#### [Your instructions]
Beginning with the line that holds "Target: white knit beanie" in the data below, give again every line through the one that holds "the blue winter", exactly as written.

#### [Recorded data]
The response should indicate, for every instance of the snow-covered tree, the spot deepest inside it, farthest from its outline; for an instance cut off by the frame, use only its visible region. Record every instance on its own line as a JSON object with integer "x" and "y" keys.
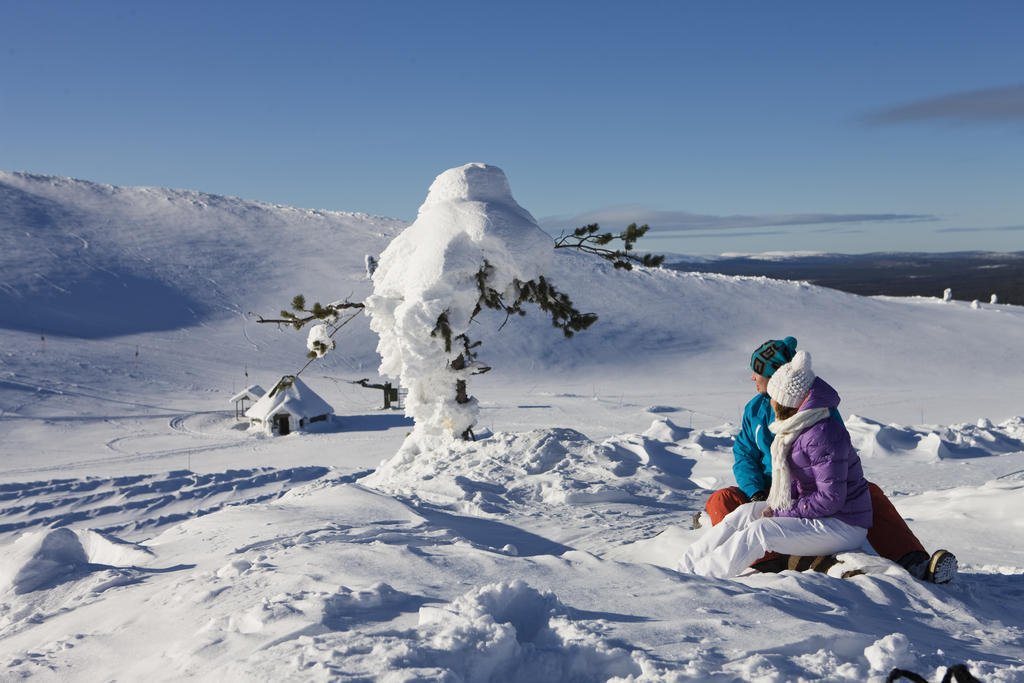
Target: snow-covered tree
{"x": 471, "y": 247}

--

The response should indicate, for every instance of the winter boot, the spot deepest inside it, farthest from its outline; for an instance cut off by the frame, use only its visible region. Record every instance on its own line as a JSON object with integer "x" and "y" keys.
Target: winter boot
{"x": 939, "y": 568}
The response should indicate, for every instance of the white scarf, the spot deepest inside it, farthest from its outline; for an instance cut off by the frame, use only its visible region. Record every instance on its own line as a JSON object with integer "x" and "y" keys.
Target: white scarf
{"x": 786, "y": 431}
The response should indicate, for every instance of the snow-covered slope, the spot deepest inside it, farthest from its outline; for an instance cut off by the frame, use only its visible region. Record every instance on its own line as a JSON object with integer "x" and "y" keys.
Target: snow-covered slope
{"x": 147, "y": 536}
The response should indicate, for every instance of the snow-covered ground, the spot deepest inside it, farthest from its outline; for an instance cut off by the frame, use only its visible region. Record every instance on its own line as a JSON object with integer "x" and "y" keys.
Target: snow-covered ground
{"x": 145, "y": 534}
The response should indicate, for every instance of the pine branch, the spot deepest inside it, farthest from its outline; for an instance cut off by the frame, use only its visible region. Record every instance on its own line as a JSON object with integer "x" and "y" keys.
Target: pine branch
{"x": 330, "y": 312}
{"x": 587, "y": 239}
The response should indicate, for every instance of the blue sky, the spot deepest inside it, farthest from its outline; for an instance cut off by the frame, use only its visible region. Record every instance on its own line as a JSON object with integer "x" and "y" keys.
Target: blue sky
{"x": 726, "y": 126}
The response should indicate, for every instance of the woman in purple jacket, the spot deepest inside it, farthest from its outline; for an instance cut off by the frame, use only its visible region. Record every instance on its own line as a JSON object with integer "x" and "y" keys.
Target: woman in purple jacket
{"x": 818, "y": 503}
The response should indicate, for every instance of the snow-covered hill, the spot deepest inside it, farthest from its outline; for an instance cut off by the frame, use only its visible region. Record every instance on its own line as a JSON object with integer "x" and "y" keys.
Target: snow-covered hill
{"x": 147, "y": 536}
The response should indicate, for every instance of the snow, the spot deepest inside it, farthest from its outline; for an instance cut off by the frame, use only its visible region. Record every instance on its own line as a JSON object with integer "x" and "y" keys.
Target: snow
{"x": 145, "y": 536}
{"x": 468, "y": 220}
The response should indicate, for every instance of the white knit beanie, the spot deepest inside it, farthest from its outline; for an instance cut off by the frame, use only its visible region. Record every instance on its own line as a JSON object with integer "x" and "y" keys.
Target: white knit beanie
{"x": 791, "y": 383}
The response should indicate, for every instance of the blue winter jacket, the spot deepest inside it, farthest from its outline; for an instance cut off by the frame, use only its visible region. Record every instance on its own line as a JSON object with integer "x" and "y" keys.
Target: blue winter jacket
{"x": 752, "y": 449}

#### [Expected answer]
Target: white knit beanie
{"x": 791, "y": 383}
The response should indicate, for every instance of the blue winter jacket, the spot deepest inside it, farthest from its outline; for an instance cut off by the frame, use only its visible region. Record every instance on its own line as a JSON object with integer "x" and "y" keys.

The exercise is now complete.